(Region pointing data)
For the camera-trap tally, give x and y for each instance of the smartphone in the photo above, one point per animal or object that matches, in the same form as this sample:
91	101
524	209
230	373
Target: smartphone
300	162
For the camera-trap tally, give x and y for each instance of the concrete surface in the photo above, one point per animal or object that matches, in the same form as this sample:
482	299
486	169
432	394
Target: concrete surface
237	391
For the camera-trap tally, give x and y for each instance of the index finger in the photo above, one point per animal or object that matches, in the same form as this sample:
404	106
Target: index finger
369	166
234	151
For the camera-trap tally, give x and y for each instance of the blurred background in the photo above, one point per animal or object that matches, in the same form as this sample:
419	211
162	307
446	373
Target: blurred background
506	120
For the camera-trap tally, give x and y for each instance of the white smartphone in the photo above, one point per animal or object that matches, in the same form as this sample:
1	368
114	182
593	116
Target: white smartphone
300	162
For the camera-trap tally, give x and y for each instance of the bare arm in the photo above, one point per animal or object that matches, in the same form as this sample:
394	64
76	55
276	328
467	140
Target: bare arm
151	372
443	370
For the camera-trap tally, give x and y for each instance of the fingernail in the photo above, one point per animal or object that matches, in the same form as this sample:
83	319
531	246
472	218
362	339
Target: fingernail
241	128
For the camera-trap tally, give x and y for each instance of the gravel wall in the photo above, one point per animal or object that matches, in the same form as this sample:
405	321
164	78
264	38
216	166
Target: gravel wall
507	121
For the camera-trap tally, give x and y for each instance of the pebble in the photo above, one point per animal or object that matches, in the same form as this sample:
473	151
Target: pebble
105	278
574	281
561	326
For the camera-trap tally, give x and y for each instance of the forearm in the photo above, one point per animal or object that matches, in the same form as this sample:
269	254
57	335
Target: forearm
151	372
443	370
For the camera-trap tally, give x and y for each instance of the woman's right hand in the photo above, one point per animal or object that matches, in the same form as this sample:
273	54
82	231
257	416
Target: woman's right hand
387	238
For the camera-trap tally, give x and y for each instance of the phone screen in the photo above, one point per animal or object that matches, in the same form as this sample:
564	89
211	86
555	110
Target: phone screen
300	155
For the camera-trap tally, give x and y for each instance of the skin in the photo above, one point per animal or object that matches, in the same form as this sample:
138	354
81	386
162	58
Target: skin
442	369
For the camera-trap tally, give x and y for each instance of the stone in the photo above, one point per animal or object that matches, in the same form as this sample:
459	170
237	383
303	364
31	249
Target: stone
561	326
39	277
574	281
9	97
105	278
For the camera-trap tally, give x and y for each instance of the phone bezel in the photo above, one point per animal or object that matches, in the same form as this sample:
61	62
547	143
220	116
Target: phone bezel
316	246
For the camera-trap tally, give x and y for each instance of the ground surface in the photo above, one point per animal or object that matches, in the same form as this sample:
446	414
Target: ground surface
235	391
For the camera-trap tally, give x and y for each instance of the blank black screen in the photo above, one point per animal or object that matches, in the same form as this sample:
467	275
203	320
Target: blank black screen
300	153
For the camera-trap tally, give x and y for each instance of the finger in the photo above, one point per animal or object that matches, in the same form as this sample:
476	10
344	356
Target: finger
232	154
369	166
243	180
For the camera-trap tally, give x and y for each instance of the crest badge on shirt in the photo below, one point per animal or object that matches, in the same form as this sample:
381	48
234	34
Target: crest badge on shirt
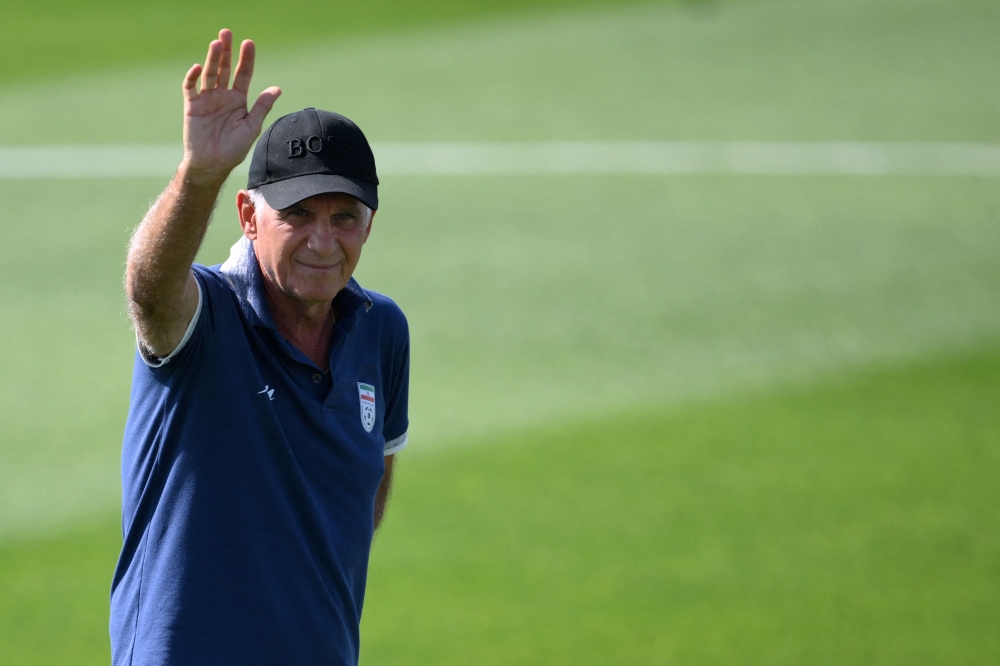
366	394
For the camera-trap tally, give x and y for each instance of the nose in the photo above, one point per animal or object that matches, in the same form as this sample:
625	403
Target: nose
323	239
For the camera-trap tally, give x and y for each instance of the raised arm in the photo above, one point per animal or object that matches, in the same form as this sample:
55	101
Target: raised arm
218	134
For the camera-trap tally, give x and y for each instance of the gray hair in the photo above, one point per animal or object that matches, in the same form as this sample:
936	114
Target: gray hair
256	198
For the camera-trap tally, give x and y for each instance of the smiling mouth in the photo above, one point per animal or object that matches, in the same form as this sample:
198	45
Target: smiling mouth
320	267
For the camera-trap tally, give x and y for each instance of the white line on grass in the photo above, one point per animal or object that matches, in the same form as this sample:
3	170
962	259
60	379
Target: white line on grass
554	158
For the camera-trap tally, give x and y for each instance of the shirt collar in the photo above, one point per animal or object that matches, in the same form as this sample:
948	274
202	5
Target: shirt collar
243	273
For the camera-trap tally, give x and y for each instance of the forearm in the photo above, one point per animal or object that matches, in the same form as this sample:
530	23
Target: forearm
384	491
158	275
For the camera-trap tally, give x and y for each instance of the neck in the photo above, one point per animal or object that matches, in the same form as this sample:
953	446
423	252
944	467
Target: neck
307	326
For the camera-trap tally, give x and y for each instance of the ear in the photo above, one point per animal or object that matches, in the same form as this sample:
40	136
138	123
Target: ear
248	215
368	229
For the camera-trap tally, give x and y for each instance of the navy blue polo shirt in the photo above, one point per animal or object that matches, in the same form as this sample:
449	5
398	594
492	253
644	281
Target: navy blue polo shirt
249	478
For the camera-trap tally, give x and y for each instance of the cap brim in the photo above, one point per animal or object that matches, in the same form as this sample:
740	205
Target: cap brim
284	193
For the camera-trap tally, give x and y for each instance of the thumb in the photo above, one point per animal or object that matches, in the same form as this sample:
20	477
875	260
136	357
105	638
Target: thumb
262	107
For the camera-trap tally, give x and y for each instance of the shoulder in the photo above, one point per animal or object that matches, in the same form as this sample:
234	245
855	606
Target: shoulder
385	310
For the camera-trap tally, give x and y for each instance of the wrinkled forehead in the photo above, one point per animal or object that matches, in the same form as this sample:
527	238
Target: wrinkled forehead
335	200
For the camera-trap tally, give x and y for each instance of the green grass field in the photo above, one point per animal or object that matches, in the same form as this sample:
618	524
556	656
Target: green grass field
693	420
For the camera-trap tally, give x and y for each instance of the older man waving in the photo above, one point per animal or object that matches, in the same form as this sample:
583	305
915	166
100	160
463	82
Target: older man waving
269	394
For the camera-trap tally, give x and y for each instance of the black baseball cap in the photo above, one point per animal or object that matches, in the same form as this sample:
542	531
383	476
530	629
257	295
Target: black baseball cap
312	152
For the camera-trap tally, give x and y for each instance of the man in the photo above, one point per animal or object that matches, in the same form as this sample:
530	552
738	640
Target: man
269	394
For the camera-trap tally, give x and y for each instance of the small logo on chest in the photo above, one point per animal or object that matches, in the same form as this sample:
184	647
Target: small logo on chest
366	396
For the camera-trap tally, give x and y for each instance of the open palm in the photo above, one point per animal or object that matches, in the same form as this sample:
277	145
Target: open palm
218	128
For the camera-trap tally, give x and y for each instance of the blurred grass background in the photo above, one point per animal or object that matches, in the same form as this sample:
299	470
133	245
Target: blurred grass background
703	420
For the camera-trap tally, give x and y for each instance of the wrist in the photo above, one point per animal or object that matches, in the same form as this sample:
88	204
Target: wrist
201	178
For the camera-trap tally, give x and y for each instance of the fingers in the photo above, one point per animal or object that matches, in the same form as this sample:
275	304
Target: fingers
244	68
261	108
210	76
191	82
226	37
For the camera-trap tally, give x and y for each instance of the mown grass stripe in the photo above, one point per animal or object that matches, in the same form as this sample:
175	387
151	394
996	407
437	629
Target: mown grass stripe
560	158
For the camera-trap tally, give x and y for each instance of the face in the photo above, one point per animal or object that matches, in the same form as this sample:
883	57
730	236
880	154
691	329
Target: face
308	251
...
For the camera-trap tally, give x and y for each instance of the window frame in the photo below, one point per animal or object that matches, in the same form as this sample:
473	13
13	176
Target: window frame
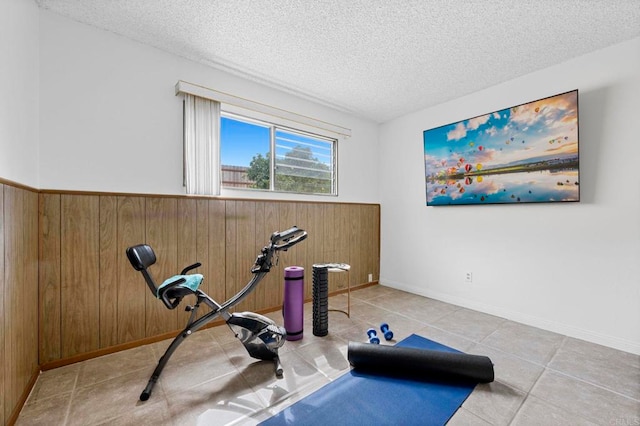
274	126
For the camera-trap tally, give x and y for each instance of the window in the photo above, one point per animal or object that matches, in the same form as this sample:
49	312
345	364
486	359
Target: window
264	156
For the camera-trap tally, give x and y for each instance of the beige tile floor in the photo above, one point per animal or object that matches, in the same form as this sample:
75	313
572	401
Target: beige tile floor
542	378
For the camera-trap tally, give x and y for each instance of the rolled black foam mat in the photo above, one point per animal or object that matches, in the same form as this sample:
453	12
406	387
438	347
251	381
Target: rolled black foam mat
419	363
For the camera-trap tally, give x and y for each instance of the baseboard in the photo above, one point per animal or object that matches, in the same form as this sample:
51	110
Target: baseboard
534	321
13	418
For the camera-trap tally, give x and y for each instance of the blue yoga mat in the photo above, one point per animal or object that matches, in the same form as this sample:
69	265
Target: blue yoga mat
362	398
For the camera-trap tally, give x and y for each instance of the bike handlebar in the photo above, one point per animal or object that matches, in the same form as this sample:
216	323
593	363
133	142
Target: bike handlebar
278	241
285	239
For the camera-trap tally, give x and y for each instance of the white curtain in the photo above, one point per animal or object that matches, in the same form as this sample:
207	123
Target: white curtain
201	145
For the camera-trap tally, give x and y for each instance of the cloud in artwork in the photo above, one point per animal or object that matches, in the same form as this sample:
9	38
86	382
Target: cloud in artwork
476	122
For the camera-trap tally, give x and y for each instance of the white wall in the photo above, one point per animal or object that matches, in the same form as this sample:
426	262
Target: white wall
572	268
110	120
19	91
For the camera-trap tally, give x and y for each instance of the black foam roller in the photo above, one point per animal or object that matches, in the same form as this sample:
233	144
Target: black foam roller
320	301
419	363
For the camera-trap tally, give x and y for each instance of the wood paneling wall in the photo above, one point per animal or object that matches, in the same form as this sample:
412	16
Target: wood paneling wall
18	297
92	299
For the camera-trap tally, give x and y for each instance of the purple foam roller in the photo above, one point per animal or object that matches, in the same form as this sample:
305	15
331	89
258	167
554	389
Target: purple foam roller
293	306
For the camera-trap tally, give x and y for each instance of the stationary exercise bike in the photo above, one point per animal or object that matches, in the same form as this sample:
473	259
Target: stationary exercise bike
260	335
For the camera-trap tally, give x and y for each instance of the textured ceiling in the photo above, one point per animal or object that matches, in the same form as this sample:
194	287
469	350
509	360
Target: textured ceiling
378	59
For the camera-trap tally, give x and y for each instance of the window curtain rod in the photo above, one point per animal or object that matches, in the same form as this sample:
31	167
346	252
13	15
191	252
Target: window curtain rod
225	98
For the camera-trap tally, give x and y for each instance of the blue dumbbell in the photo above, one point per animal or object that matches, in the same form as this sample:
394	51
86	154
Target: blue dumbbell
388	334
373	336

» Work request
Return, in full, every line of these entries that holds "below".

» Result of this task
For the camera-trap tally, give x and y for each instance of the crest badge on shirt in the photo below, one point per animal or object that matches, in the same form as this sample:
For the camera-trap tally, give x and y for each instance of the window frame in the photo below, one point per animal or object that matches, in the same form as this sample:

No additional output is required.